→ READING TEXT:
=====

[Vm-dev] Re: Immutability, newspeak (was: Vm-dev post from jbaptiste.arnaud@gmail.com requires approval)

Eliot Miranda eliot.miranda at gmail.com
Thu Jun 10 03:16:47 UTC 2010


On Wed, Jun 9, 2010 at 7:15 PM, Andreas Raab <andreas.raab at gmx.de> wrote:

>
> On 6/9/2010 5:15 PM, Eliot Miranda wrote:
>
>>    The issue isn't "implementing" deep immutability, the issue is
>>    "proving" that something is deeply immutable.
>>
>>
>> The issue is of course both.  How one implements deep immutability /is/
>> a worthy topic of discussion (as this thread demonstrates) and not
>> something that can be condescended away by shifting levels.
>>
>
> Obviously. But what I was trying to point out is that the problem doesn't
> arise when it comes to constructing an immutable object graph (i.e.,
> "implementing" deep immutability) but that the issues arise when you need to
> ensure that what you're passing along is in fact deep-frozen. Might have
> been bad terminology on my part.
>
>     2) Traverse the object graph to prove deep immutability.
>>
>> Option 2 can be written in Smalltalk without a data structure to record
>> the visited set by provisionally setting the immutability bit to
>> terminate the recursion, unsetting it if the attempt to freeze
>> substructure failed.
>>
>> Further, option 2 can be implemented at instance creation time so a root
>> object is only instantiated if all its parts are immutable and an
>> attempt to do otherwise fails.  If one has to prove that an object is
>> immutable after instantiation something is wrong.  The framework should
>> support maintaining immutability throughout an object's lifetime.
>>
>> So trivially shallow immutability can implement deep immutability if a
>> system provides no way to turn-off shallow immutability once on and if
>> an object is created shallowly immutable but having only immutable
>> substructure.  The issue then becomes when to allow immutability to be
>> temporarily rescinded, e.g. for instance mutation on class redefinition.
>>
>
> All of this is exactly right, but now you're making my point ;-)
> I'm *asking* for that level of support of immutability. Are we perhaps a
> little confused as to what "policy" means in this context? To me it means
> what I can build in the image with the semantics that are provided by the
> VMs implementation and primitives. And I can currently *not* reliably build
> what you describe above with the means provided (simply due to the fact that
> one can nilly-willy change the immutability bit on any object one likes).
> However, if you consider primitives part of the policy then indeed one could
> do that by ripping out the existing set of prims and replacing them with
> others.
>

The primitive to turn-off immutability is a problem and needs a proper
control mechanism (handwaving towards mirrors).  This is problematic and I
just accept it because that's the status quo in current Smalltalk
implementations. Its exactly like instVarAt:put:, which allows one to do
dreadful damage willy-nilly to almost every object, but in practice doesn't
because we use it very carefully.  Likewise turning immutability off.  Until
we work out a good way of doing this handling the primitive using asbestos
gloves is the only way I know.

=====

(Object point labels)
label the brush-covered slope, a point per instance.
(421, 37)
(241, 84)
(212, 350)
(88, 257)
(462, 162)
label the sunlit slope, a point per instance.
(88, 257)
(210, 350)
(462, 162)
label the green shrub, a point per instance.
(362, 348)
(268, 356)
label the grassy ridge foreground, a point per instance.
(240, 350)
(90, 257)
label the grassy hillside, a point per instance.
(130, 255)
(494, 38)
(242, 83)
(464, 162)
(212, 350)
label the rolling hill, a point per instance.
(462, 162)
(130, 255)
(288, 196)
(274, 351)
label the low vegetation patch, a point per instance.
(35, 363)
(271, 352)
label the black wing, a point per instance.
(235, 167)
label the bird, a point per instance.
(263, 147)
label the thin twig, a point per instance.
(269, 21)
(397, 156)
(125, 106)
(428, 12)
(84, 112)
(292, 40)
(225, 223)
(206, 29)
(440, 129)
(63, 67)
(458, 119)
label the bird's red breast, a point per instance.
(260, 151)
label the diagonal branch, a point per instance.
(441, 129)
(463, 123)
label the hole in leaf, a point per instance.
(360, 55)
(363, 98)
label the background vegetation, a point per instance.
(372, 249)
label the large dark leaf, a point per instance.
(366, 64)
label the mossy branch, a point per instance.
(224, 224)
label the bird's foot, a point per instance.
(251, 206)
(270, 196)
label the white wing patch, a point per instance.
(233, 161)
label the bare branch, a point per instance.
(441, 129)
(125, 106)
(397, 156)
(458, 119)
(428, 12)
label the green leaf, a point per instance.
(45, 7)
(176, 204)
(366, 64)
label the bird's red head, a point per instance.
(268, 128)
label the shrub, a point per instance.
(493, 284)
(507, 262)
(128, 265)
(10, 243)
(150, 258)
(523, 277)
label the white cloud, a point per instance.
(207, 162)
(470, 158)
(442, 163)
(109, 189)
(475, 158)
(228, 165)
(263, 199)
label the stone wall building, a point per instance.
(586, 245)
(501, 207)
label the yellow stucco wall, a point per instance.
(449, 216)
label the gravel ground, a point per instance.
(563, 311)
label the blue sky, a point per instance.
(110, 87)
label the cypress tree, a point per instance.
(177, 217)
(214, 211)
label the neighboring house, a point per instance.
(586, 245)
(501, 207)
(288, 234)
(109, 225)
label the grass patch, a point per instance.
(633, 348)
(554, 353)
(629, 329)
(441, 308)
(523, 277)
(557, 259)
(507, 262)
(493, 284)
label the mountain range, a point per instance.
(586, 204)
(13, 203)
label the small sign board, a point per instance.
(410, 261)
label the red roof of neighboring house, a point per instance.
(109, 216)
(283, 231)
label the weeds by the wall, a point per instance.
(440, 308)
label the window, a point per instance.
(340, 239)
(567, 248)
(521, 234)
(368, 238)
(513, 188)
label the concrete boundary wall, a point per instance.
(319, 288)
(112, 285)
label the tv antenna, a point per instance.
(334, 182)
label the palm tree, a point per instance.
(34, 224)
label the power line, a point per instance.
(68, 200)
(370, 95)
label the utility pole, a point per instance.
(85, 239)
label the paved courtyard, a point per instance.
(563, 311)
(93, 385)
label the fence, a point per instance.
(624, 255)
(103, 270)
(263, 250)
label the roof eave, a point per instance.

=====

→ REQUIRED TASKS:
A – Convert the records, from the line containing "label the tv antenna, a point per instance." through the end of the records, into a numbered list with blank lines omitted.
B – Carry on the mailing-list message about immutability in Smalltalk from the point where it stops.

→ EXERCISE RESULTS:
A –
1. label the tv antenna, a point per instance.
2. (334, 182)
3. label the palm tree, a point per instance.
4. (34, 224)
5. label the power line, a point per instance.
6. (68, 200)
7. (370, 95)
8. label the utility pole, a point per instance.
9. (85, 239)
10. label the paved courtyard, a point per instance.
11. (563, 311)
12. (93, 385)
13. label the fence, a point per instance.
14. (624, 255)
15. (103, 270)
16. (263, 250)
17. label the roof eave, a point per instance.

B –
Now with that limitation acknowledged and accepted is what we van built out
of the immutability facilities useful?  I think so.  There are still other
limitations; we've no way to safely pass immutable objects out to foreign
code (although we could presumably check validity, at some expense, by
taking a copy or for byte objects, a hash before passing the object); we're
reliying on plugins to be written correctly to respect immutability.  But in
the "do 95% of the job" "don't let the perfect be the enemy of the good"
house style I'd rather have something imperfect than nothing.



> BTW, for the records, I think I do see your point here. I think what you're
> saying is that regardless of how/when immutability is turned on for objects,
> the VM (plugin) support is useful to have since it provides a basic layer
> which makes utilizing immutability in various contexts possible. Thus, even
> though we might argue a couple of years about whether there should be a prim
> for turning immutability off or not, it shouldn't stop us from allowing the
> VM to trip over an object that has in fact been marked immutable. I do agree
> with that reasoning.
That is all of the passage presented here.